*** Opening of DATASET ***

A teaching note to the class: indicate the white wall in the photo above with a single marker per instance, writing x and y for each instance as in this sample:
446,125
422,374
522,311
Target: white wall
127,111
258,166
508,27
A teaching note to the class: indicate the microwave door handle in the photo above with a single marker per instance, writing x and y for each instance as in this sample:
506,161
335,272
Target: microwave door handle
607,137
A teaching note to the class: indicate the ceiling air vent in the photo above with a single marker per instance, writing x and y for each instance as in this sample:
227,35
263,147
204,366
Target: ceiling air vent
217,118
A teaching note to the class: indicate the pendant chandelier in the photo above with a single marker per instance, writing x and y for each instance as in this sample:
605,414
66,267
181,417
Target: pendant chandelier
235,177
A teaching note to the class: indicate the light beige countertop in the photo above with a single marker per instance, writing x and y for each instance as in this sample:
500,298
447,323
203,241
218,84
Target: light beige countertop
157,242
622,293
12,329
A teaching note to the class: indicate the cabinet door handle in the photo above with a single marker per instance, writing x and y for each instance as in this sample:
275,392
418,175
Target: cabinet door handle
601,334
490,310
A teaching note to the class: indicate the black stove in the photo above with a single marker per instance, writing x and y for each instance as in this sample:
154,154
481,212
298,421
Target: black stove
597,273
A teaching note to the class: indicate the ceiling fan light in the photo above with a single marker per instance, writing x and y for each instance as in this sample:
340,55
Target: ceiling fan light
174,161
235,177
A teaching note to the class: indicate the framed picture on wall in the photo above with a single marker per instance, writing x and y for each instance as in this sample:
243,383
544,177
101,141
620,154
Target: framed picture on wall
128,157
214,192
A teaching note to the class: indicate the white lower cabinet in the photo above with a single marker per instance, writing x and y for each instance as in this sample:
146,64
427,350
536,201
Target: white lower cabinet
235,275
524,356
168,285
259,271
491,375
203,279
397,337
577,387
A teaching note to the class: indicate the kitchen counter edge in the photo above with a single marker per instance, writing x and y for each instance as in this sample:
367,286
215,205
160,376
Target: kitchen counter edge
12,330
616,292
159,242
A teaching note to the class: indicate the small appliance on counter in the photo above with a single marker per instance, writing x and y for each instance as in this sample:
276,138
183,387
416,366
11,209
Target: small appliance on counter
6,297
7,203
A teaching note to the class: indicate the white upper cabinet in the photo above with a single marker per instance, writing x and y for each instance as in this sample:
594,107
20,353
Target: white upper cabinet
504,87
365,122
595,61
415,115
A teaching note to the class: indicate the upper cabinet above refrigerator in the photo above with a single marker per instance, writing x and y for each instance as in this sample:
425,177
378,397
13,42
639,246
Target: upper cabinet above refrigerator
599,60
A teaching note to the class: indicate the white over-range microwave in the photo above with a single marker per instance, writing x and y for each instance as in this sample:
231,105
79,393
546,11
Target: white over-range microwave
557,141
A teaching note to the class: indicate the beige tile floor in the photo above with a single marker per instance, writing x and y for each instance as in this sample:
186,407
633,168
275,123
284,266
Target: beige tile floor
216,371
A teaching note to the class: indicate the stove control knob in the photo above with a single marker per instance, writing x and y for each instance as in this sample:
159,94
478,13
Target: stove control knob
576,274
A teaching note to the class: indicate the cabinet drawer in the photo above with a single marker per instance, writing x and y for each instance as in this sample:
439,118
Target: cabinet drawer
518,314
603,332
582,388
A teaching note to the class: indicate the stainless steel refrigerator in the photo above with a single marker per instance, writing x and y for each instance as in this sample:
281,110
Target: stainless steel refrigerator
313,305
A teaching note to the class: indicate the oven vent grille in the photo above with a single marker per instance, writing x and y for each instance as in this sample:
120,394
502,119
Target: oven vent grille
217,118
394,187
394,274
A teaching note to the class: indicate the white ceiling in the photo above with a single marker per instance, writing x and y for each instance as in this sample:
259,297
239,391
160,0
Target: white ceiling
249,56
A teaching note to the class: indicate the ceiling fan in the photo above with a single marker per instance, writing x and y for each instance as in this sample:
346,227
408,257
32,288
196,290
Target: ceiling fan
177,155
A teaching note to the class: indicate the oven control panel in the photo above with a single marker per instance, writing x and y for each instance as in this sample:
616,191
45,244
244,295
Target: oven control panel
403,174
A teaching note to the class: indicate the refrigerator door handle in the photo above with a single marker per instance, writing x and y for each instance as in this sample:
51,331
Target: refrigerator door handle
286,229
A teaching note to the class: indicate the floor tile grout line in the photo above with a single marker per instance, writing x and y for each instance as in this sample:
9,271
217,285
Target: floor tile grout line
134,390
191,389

*** Close of DATASET ***

• _WORK REQUIRED_: Could you reproduce every record exactly as written?

• _OUTPUT FOR THIS TASK_:
A teaching note to the class: indicate the white wall in the photo above with a single marker per instance, writing x and y for each instance as in this sample:
446,125
422,374
522,311
Target: white wall
127,111
258,166
508,27
A teaching note to the class: indicate the microwave door handle in the photo above with a single marker per instance, writing x and y for each instance as in this sample:
506,161
335,272
Target: microwave door handle
607,137
A teaching note to the class: indicate the ceiling air vent in the photo above with a single marker per instance, writing x and y for each instance as in this sample:
227,35
263,147
204,366
Target: ceiling air vent
217,118
A teaching note to the class: indicate the pendant chandelier in the photo above with a single marker per instance, writing x and y for each instance as in this sample:
605,414
66,267
181,417
Target: pendant chandelier
235,177
A teaching note to the class: indicate the light beige countertop in the photo above with a single marker per instance, writing x and y for each instance as in this sample:
500,298
447,323
203,241
218,84
Target: light beige countertop
157,242
622,293
12,329
A teaching note to the class: indicate the cabinet door handle in the photo above with a single marker per instance, writing x and y for each instance as in this sample:
275,392
418,175
Target: cabinet door handle
601,334
490,310
A teaching note to the class: indicate the black stove in the photo above with a single marker per instance, writing x and y for each instance as in this sample:
154,154
481,212
298,421
Target: black stove
597,273
A teaching note to the class: indicate the ceiling fan light in the photo above with a single marker per instance, writing x and y for each instance as in this sample:
340,55
Target: ceiling fan light
174,161
235,177
A teaching note to the class: indicate the framed picture on wall in the photo above with a single marker per instance, writing x and y for each instance as in this sample:
243,383
544,177
101,141
620,154
Target: framed picture on wall
128,157
214,192
A teaching note to the class: indicate the white lower cabinet in the photo above with a single marker per instance, writing x and y for each instance as in this sample:
146,64
427,350
536,201
Target: white lower cabinet
235,275
524,356
168,285
259,271
491,375
203,279
397,337
577,387
A teaching note to the class: indicate the kitchen counter edge in the photo above with a single marker per instance, writing x and y for each instance as in this sample:
367,286
215,205
160,376
Target: kitchen counter edge
12,330
616,292
159,242
A teaching note to the class: indicate the small appliance on counter in the photo above with a single marker per instance, writing x and y for each instance as in this sample:
276,138
183,387
416,366
11,209
Target: small appliance on counter
6,297
7,203
A teaching note to the class: indicate the white upper cabinet in the photo above with a single marker per instance, writing x and y for each instance as in this sample:
594,107
20,353
Target: white upper cabinet
504,87
365,122
595,61
415,115
A teaching note to the class: indicate the upper cabinet above refrigerator in the photo above with a single marker per instance, writing x and y for each instance as in this sample:
425,177
378,397
13,42
639,246
Target: upper cabinet above refrigerator
599,60
A teaching note to the class: indicate the white over-range microwave in the photo above with a single marker per instance, writing x and y for each instance as in this sample:
231,105
79,393
546,11
Target: white over-range microwave
557,141
A teaching note to the class: indicate the beige tile floor in the photo above with a single marker per instance, writing x and y for each instance as in this sample:
186,407
633,168
275,123
284,266
Target: beige tile floor
216,371
A teaching note to the class: indicate the stove control knob in the photo above with a single marker per instance, writing x and y for each instance as in this sample:
159,94
478,13
Target: stove control knob
576,274
A teaching note to the class: indicate the cabinet drawer in the photo above with a single marker per instance, writing x and y for each instance as in this sample:
439,118
Target: cabinet drawer
518,314
603,332
582,388
A teaching note to the class: indicate the stainless steel refrigerator in the photo above with a single marker per instance, writing x and y for each instance as in this sample:
281,110
Target: stainless steel refrigerator
313,305
A teaching note to the class: indicate the oven vent grille in the photo above with a single marker per instance, writing x and y for each instance as in this sample:
120,394
502,119
Target: oven vent grille
217,118
394,187
394,274
A teaching note to the class: indicate the white ceiling in the photo above with a single marker per instance, writing x and y for each instance as in this sample:
259,297
239,391
160,0
Target: white ceiling
249,56
A teaching note to the class: indicate the ceiling fan in the photo above with a single marker per instance, writing x and y for each instance as in this sample:
346,227
408,257
32,288
196,290
Target: ceiling fan
177,155
A teaching note to the class: indicate the oven control panel in the photo above with a single marker per instance, writing x and y for each instance as in this sample:
616,191
45,244
244,295
Target: oven control panel
403,174
A teaching note to the class: indicate the refrigerator door handle in the photo above with a single marker per instance, writing x and y for each instance as in this sample:
51,331
Target: refrigerator door handle
286,229
A teaching note to the class: indicate the floor tile grout line in the photo above with a single marker per instance, writing x and y for each instance as in this sample:
9,271
217,285
Target: floor tile grout line
134,390
191,389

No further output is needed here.